> [来源]
阿里云天池龙珠计划深度学习训练营打卡-DCGAN生成微笑表情实战

 本笔记为阿里云天池龙珠计划深度学习训练营的学习内容,链接为:

AI训练营深度学习-阿里云天池

目录

  1. 导入所需包

  2. 基本参数配置

  1. 导入数据集

  2. 定义生成器与判别器

  3. 初始化生成器和判别器

  4. 定义损失函数

  5. 开始训练

  6. 绘制损失曲线

  7. 真假对比

本项目使用 DCGAN 模型,在自建数据集上进行实验。

本项目使用的数据集是人脸嘴巴区域——微笑表情的数据集

Image

数据集文件夹结构如下,图片供 4357 张

├─mouth
│  └─smile
     ├─1smile.jpg
     ├─2smile.jpg
     ├─3smile.jpg
     └─....  

同时,创建一个 out 文件夹来保存训练的中间结果,主要就是看 DCGAN 是如何从一张噪声照片生成我们期待的图片

import os
import time
if os.path.exists("out"):
    print("移除现有 out 文件夹!")
    os.system("rm -r ./out")
time.sleep(1)
print("创建 out 文件夹!")
os.mkdir("./out")
移除现有 out 文件夹!

创建 out 文件夹!
  1. 在加载该 NoteBook 文件时,会自动加载数据集至 ./download/mouth 文件夹下。若没有自动加载数据集,则需要手动加载,手动加载方式如下:

点击本页面左方 天池 按钮(需要在 CPU 环境下),点击 mouth 旁边的下载按钮,就会自动加载数据集了! 

Image

运行下面代码,对数据集进行解压。

由于图片数量多,解压需要一定时间

!unzip mouth.zip -d ./mouth
print("解压完毕!")
Archive:  mouth.zip

   creating: ./mouth/smile/

  inflating: ./mouth/smile/1000smile.jpg  

  inflating: ./mouth/smile/1001smile.jpg  

  inflating: ./mouth/smile/1002smile.jpg  

   ......  

导入所需包

from __future__ import print_function  # 在python2中使用python3的打印函数
import os  # 与操作系统进行交互
import random  # 创建随机数
import torch
import torch.nn as nn  # 导入torch的nn模块,用于构建神经网络的模型
import torch.nn.parallel  # 多个GPU时并行运行
import torch.optim as optim  # torch的各种优化器
import torch.utils.data  # data模块下的DataLoader类用于批量加载数据
import torchvision.datasets as dset  # 从文件夹读取数据集,或者从网络下载数据集
import torchvision.transforms as transforms  # 图像数据转换
import torchvision.utils as vutils  # 图像处理相关的工具函数
import numpy as np  # 用于数据的科学计算
import matplotlib.pyplot as plt  # 画图
import matplotlib.animation as animation  # 图片合成动画
from IPython.display import HTML  # HTML的方式展示动画
os.environ['KMP_DUPLICATE_LIB_OK'] = 'True'  # 通过os.environ设置环境变量'KMP_DUPLICATE_LIB_OK'为True,允许同时有多个OpenMP链接到程序

基本参数配置

# 设置一个随机种子,方便进行可重复性实验
manualSeed = 999
print("Random Seed: ", manualSeed)
random.seed(manualSeed)   # 设置python的随机数种子
torch.manual_seed(manualSeed)  # 设置torch的随机数种子
# 数据集所在路径
dataroot = "mouth/"
# 数据加载的进程数,0表示只有主进程加载数据,大于0表示指定数量的worker进程加载数据,主进程则不参与加载数据
workers = 0
# Batch size 大小
batch_size = 64
# Spatial size of training images. All images will be resized to this
# size using a transformer.
# 图片大小
image_size = 64
# 图片的通道数
nc = 3
# Size of z latent vector (i.e. size of generator input)

> [任务清单]
1: 把来源中的句子“本项目使用 DCGAN 模型,在自建数据集上进行实验。”译成英语。
2: 照录来源中的一段文字:从含有“# 数据加载的进程数,0表示”的字句开始,到“using a transformer.”结束。

> [已知信息]

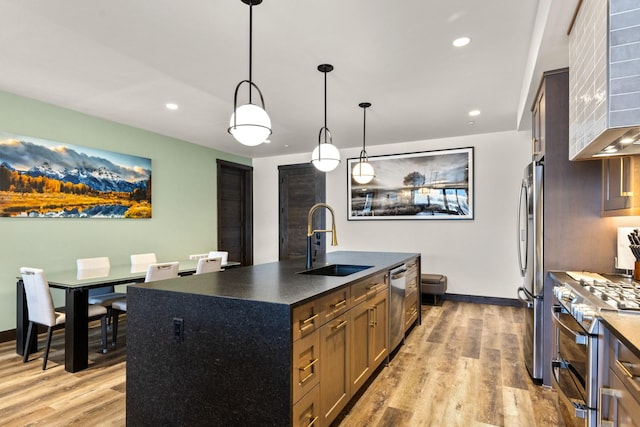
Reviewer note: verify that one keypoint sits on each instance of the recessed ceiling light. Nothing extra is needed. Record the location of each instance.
(462, 41)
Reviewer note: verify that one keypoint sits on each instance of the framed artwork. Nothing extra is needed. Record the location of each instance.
(40, 178)
(424, 186)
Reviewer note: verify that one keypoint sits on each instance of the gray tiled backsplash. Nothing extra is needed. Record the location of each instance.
(624, 19)
(603, 31)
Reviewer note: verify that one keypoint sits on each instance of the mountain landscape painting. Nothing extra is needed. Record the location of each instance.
(40, 178)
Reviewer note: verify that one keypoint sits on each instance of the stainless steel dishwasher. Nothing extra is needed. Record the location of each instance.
(398, 285)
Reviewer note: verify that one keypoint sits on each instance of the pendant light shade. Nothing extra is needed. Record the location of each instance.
(326, 156)
(250, 124)
(363, 171)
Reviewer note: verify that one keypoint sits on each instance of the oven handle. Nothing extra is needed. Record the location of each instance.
(614, 394)
(579, 407)
(526, 301)
(555, 317)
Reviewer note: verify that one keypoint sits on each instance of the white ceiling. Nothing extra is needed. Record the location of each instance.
(124, 59)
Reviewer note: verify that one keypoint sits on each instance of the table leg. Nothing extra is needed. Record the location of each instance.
(76, 335)
(22, 321)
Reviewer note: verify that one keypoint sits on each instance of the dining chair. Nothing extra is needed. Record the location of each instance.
(140, 262)
(42, 311)
(156, 271)
(208, 265)
(220, 254)
(104, 296)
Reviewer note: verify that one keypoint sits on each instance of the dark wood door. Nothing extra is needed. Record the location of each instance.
(235, 211)
(301, 186)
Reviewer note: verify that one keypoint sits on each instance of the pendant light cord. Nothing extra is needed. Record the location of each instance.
(250, 46)
(325, 105)
(364, 134)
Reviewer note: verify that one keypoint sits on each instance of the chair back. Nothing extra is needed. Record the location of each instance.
(39, 301)
(220, 254)
(162, 271)
(208, 265)
(140, 262)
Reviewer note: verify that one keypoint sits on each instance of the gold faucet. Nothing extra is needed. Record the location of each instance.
(310, 232)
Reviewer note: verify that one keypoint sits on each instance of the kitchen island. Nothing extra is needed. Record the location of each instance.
(237, 347)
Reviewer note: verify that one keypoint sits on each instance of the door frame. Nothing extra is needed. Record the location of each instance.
(247, 189)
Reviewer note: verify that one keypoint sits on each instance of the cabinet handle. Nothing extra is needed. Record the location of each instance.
(607, 392)
(374, 288)
(306, 324)
(625, 177)
(311, 363)
(311, 374)
(340, 325)
(339, 304)
(310, 318)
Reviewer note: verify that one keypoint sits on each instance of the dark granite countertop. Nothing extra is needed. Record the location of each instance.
(625, 326)
(279, 282)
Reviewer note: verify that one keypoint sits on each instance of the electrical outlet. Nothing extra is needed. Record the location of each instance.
(178, 329)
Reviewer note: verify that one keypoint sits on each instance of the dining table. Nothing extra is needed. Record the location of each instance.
(76, 285)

> [答案汇总]
1: This project uses the DCGAN model and runs experiments on a self-built dataset.

2:
# 数据加载的进程数,0表示只有主进程加载数据,大于0表示指定数量的worker进程加载数据,主进程则不参与加载数据
workers = 0
# Batch size 大小
batch_size = 64
# Spatial size of training images. All images will be resized to this
# size using a transformer.